Check every line of the data below for the word "this". Copy the ones that have it.

▶ _Extracted material_:
^^^^^^^^

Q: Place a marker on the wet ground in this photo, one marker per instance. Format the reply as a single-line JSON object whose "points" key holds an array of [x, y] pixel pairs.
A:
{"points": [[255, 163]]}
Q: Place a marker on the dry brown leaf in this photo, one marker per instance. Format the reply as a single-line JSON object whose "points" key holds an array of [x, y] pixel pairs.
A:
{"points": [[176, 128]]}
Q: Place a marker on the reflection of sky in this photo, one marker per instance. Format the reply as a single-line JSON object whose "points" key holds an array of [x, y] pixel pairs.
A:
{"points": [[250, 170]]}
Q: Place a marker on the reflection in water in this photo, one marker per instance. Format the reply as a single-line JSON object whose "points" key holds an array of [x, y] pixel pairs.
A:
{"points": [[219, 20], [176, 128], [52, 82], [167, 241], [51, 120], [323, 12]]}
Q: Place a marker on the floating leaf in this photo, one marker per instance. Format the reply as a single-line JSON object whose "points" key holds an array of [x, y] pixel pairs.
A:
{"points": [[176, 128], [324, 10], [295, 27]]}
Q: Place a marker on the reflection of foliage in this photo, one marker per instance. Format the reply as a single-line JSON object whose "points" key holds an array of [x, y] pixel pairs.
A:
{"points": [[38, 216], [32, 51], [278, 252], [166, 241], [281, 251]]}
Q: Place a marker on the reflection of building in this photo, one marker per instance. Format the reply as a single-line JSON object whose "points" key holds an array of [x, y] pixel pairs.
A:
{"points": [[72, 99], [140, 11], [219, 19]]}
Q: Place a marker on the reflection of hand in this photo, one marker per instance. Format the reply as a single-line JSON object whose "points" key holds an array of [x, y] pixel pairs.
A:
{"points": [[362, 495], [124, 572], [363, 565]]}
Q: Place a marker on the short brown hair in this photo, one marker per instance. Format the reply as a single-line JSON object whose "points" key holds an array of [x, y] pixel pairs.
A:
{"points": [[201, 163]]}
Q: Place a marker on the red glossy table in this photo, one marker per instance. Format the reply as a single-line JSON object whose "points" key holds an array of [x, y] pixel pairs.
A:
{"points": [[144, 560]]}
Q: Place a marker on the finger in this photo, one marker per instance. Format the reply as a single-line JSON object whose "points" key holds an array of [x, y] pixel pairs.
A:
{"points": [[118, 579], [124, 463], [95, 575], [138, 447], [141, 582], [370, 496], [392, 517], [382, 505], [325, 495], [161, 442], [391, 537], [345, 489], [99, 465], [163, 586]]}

^^^^^^^^

▶ _Solved exercise_:
Q: Place a marker on the wet ground in this photo, one marker per instance. Format the reply as a single-line JSON object whose "points" key holds an array of [x, y] pixel pairs.
Q: Place a marker on the dry brown leaf in this photo, one marker per instance. Format the reply as a single-line JSON object whose "points" key holds an array of [x, y] pixel pairs.
Q: Place a marker on the reflection of sky in this photo, one marker per instance. Format the reply as a single-line JSON object whose "points" key holds an array of [x, y] pixel pairs.
Q: Place a marker on the reflection in water in this photo, one marker per instance. Format the reply as a single-line JSON object whose "points" key holds an array of [x, y] pixel pairs.
Q: Place a marker on the floating leaf in this photo, one marker per instance. Format the reply as a single-line JSON object whose "points" key holds an array of [x, y] pixel pairs.
Q: Place a marker on the reflection of foliage in this photo, one marker per instance. Format the reply as a single-line JSON object whose "points" key holds an array of [x, y] pixel pairs.
Q: Place a marker on the reflection of building in this photo, one marker per instance. Format the reply as a single-line JSON object whose "points" key holds an array of [x, y] pixel pairs.
Q: Place a marker on the reflection of hand in this photo, one marker per instance. Format the reply as a single-line JSON object whose "points" key holds an array of [x, y] pixel pairs.
Q: Place a marker on the short brown hair in this photo, one marker per instance. Format the reply as a single-line JSON object whose "points" key holds an array of [x, y] pixel pairs.
Q: Place a marker on the red glossy table in this photo, one marker per instance. Format the reply as a single-line JSON object whose "points" key holds an array of [x, y] pixel pairs.
Q: Place a marker on the finger in this photo, one marker per instance. Format the reply as a single-line JSON object whose "points" key holds an array of [x, y] pixel pairs.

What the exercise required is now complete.